**How to complete this task**
Quote word for word from the line holding "Mark each instance of the brown" to the last line below, including both, and omit any pictures.

-------- Input --------

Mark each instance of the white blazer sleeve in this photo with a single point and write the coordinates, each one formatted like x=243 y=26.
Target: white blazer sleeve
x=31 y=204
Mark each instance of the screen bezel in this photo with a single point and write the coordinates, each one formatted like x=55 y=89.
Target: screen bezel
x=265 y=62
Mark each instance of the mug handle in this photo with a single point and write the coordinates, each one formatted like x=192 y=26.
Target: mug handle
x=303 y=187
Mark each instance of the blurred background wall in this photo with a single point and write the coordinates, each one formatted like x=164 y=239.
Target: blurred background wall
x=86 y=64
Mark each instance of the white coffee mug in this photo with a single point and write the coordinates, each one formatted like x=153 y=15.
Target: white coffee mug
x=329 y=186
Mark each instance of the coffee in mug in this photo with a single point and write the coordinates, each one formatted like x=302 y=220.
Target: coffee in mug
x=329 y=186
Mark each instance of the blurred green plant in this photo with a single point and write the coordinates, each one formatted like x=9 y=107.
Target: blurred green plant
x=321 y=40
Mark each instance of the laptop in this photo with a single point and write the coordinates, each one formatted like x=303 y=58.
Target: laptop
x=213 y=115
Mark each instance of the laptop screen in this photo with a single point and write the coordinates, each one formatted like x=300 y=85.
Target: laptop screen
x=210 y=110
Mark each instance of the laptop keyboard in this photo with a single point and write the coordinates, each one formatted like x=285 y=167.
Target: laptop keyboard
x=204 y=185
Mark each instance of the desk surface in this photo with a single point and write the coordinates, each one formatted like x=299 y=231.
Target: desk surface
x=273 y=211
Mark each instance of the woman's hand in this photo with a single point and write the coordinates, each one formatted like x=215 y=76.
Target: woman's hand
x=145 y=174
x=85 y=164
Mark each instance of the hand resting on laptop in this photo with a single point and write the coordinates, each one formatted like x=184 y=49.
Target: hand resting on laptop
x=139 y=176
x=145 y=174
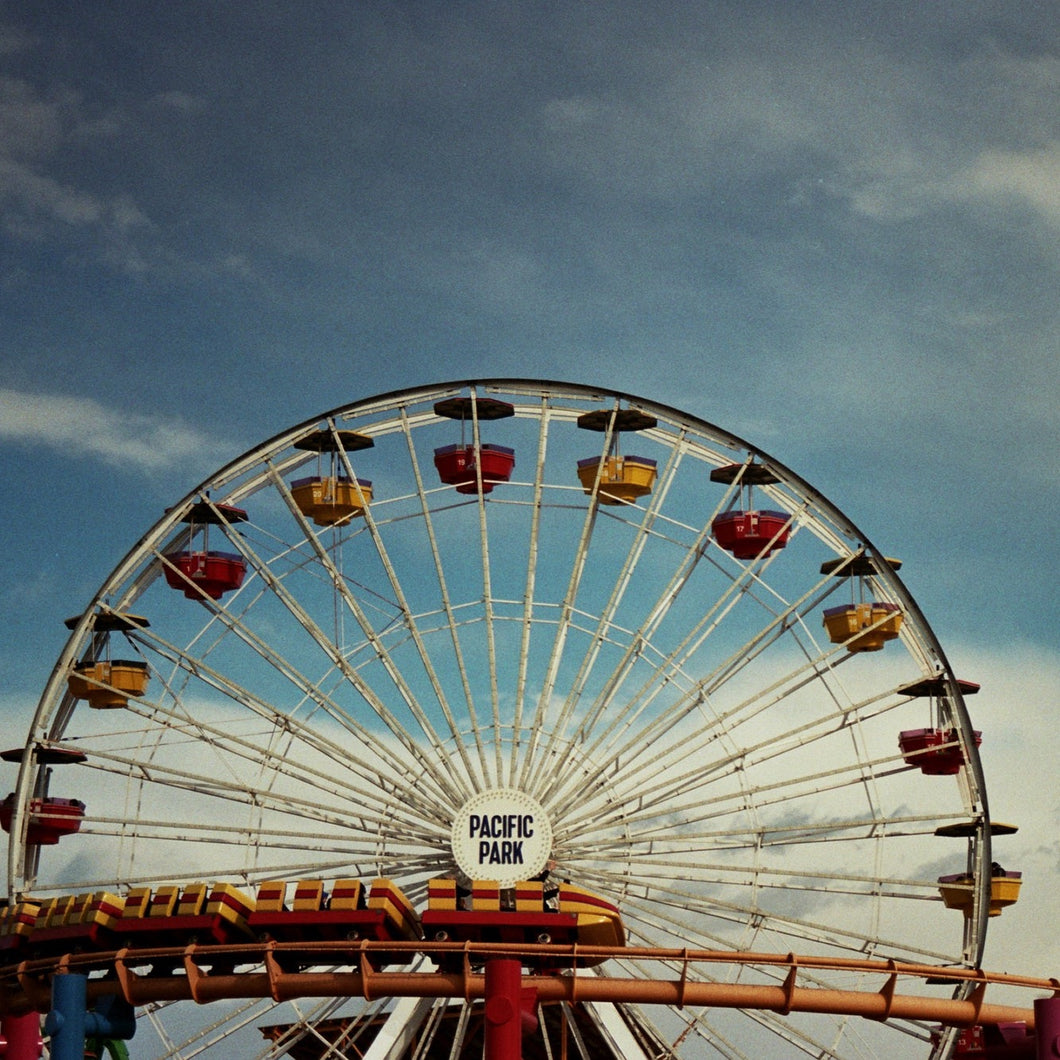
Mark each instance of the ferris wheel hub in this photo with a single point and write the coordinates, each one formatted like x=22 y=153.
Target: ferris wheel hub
x=501 y=834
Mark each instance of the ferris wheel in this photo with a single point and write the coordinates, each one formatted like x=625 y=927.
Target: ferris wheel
x=516 y=601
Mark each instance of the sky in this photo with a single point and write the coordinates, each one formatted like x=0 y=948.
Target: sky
x=830 y=228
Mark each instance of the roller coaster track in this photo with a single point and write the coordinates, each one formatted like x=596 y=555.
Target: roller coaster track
x=289 y=970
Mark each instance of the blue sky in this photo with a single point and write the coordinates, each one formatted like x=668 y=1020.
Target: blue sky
x=830 y=228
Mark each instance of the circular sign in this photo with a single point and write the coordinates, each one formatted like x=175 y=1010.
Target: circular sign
x=501 y=834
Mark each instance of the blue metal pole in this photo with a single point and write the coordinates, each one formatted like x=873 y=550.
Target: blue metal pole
x=66 y=1022
x=20 y=1037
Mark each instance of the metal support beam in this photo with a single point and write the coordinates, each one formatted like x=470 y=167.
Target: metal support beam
x=20 y=1037
x=504 y=1023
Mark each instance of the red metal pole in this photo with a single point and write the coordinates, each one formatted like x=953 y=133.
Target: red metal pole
x=504 y=1018
x=21 y=1037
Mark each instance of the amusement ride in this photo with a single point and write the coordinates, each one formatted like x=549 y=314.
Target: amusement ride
x=507 y=711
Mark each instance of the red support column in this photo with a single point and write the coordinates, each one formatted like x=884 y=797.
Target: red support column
x=21 y=1037
x=504 y=1017
x=1047 y=1027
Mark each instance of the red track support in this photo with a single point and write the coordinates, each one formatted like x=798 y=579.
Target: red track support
x=504 y=1017
x=21 y=1037
x=1047 y=1027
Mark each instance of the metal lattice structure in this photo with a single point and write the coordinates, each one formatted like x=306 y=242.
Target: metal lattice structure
x=550 y=611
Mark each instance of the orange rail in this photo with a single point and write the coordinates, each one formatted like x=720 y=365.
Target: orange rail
x=27 y=986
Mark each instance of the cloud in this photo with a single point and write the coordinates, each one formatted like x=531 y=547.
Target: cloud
x=1025 y=176
x=84 y=427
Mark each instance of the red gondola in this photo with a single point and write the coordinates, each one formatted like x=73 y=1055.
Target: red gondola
x=935 y=752
x=50 y=818
x=747 y=534
x=457 y=465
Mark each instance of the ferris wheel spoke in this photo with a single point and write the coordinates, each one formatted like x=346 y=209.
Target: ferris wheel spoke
x=657 y=751
x=527 y=618
x=305 y=687
x=445 y=601
x=622 y=721
x=622 y=659
x=606 y=617
x=371 y=763
x=407 y=617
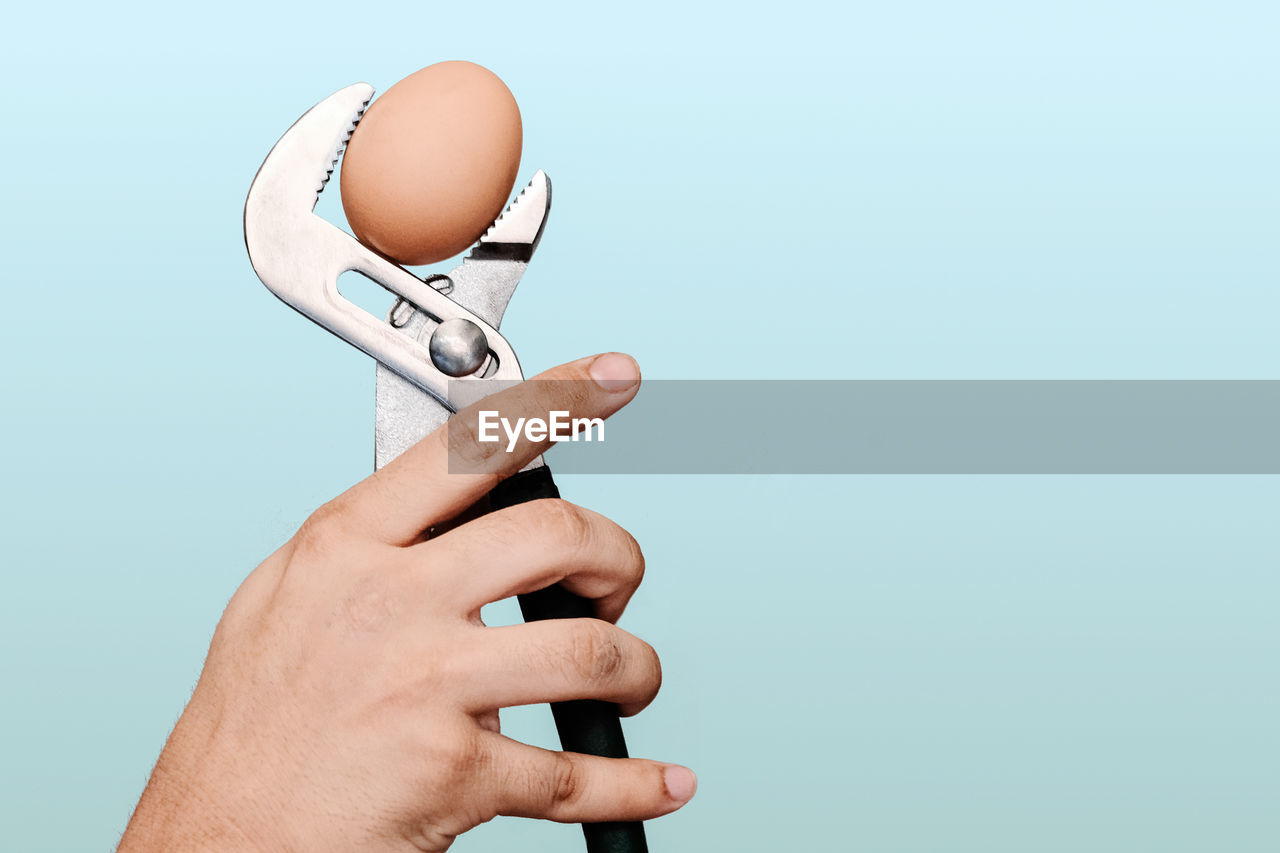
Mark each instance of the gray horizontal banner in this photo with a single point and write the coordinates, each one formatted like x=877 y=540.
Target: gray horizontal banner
x=917 y=427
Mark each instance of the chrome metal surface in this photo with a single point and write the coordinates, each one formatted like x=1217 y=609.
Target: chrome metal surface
x=483 y=283
x=300 y=256
x=458 y=347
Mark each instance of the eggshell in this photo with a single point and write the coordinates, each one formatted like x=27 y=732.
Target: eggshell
x=432 y=163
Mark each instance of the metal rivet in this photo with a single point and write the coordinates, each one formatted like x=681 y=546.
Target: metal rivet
x=458 y=347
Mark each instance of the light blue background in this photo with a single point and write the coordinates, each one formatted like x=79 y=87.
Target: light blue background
x=929 y=190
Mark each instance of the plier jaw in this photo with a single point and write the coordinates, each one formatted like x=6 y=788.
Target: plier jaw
x=439 y=331
x=434 y=349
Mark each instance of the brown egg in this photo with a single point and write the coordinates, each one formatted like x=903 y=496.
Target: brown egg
x=432 y=163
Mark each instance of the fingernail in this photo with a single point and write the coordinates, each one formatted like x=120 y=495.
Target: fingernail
x=681 y=783
x=615 y=372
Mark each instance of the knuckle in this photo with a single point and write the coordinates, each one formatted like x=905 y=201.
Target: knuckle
x=636 y=557
x=652 y=671
x=462 y=442
x=566 y=781
x=595 y=649
x=570 y=523
x=321 y=530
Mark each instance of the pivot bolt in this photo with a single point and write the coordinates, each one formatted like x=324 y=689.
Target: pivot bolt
x=458 y=347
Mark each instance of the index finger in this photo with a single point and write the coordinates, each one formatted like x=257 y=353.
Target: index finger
x=417 y=491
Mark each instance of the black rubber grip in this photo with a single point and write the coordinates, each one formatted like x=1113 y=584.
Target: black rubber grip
x=584 y=725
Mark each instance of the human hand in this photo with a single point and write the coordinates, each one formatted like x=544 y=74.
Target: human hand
x=351 y=694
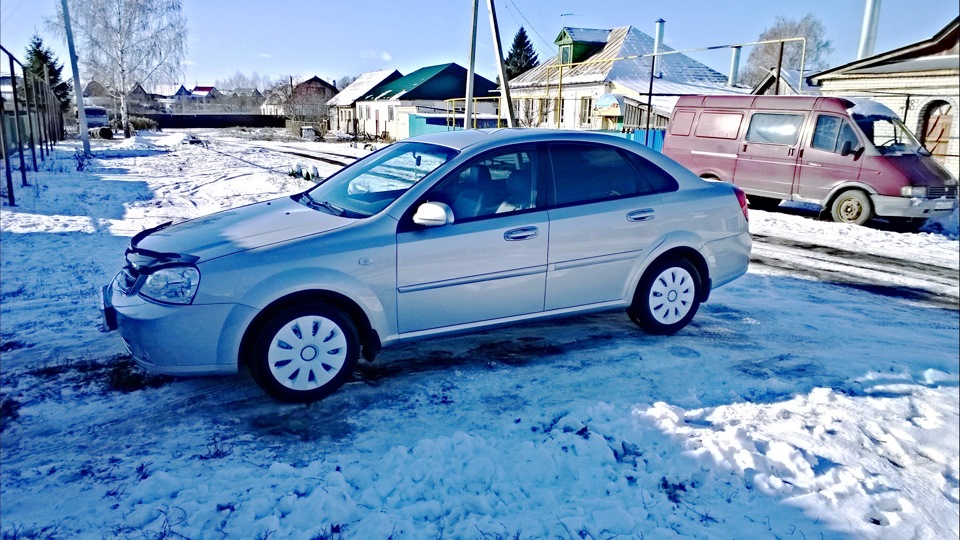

--------

**Finished task**
Mark each instance of the brown egg in this photo with a single point and write the coordinates, each one formatted like x=903 y=496.
Target: brown egg
x=432 y=163
Mark each instance of the fingernail in this photo with a single point and write the coordinates, each one formatted like x=120 y=495.
Target: fingernail
x=681 y=783
x=615 y=372
Mark each instance of the knuckle in this photo with a single point and write the coordinates, each one formatted like x=905 y=201.
Target: knuckle
x=636 y=557
x=652 y=671
x=462 y=442
x=566 y=781
x=595 y=649
x=570 y=523
x=321 y=530
Mark each instance of the pivot bolt in this photo with a single point and write the coordinates, each one formatted like x=324 y=689.
Target: pivot bolt
x=458 y=347
Mark each instance of the index finger in this photo with a single point and write the coordinates, each one formatted like x=257 y=353.
Target: index finger
x=417 y=491
Mark each instance of the black rubber grip in this photo with a single point and write the coordinates, each one formatted like x=1113 y=584.
Target: black rubber grip
x=584 y=725
Mark each instance of the human hand in this photo with a single point and write the coordinates, each one formatted like x=544 y=74.
Target: human hand
x=351 y=694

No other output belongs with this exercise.